++++ MATERIAL TO PROCESS

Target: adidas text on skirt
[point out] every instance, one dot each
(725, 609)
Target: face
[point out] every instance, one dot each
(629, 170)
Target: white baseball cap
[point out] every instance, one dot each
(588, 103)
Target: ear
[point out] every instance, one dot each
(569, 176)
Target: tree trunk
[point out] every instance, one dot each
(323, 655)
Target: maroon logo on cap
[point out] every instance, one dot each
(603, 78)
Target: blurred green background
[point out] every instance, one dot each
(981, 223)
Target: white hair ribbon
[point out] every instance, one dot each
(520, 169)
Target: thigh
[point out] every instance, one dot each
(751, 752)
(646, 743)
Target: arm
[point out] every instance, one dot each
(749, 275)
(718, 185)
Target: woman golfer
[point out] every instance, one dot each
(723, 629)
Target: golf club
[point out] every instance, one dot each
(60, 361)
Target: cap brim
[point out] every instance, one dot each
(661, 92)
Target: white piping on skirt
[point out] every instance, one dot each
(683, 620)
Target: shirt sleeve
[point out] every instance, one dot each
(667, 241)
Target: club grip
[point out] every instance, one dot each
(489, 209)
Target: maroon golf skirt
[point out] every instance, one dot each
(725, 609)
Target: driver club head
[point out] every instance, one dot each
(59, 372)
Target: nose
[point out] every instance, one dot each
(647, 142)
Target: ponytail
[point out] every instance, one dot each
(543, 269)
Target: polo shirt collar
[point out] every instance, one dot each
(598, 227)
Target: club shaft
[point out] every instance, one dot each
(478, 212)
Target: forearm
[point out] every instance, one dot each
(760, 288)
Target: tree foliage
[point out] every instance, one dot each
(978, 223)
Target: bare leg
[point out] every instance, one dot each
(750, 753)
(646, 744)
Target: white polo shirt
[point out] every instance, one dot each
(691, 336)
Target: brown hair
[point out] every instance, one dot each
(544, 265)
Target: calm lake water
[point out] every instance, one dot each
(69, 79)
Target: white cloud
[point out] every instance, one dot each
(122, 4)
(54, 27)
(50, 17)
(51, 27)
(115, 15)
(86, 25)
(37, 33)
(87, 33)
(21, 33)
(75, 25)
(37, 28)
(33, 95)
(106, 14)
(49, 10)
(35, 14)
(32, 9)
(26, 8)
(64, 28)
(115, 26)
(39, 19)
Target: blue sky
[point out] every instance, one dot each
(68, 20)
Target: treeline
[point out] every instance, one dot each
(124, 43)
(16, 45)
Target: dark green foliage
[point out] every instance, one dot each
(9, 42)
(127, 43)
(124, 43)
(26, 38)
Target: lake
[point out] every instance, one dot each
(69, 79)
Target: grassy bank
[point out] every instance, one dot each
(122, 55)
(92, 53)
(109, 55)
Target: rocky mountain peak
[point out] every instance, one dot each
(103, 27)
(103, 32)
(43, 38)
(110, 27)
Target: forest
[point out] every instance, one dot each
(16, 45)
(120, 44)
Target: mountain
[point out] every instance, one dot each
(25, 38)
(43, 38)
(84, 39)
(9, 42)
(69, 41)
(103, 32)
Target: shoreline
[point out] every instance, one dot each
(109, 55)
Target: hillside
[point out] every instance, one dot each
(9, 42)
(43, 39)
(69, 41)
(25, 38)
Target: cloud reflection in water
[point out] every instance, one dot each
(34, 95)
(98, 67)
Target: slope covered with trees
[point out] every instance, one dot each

++++++++

## EXERCISE DIRECTIONS
Send back exactly the lines from the line with "Target: blue sky" through the end of the records.

## WRITTEN ANSWER
Target: blue sky
[point out] every instance, one dot each
(68, 20)
Target: treeline
[point out] every instance, one dot each
(124, 43)
(16, 45)
Target: dark green foliage
[point out] every instance, one dot each
(9, 42)
(127, 43)
(124, 43)
(26, 38)
Target: lake
[point out] every instance, one dot each
(69, 79)
Target: grassy bank
[point out] every instance, one dot each
(122, 55)
(92, 53)
(109, 55)
Target: rocky mountain peak
[point out] every instance, one dot each
(103, 27)
(103, 32)
(43, 38)
(110, 27)
Target: forest
[point out] every instance, one dot each
(16, 45)
(120, 44)
Target: mountain
[point out] every instance, one dot each
(25, 38)
(43, 38)
(84, 39)
(9, 42)
(69, 41)
(103, 32)
Target: shoreline
[point out] every instance, one dot each
(109, 55)
Target: hillside
[point out] every instance, one dot each
(9, 42)
(43, 39)
(69, 41)
(25, 38)
Target: cloud reflection in water
[point out] every instance, one dot each
(34, 95)
(98, 67)
Target: slope covered with trees
[point out] every instance, one dot each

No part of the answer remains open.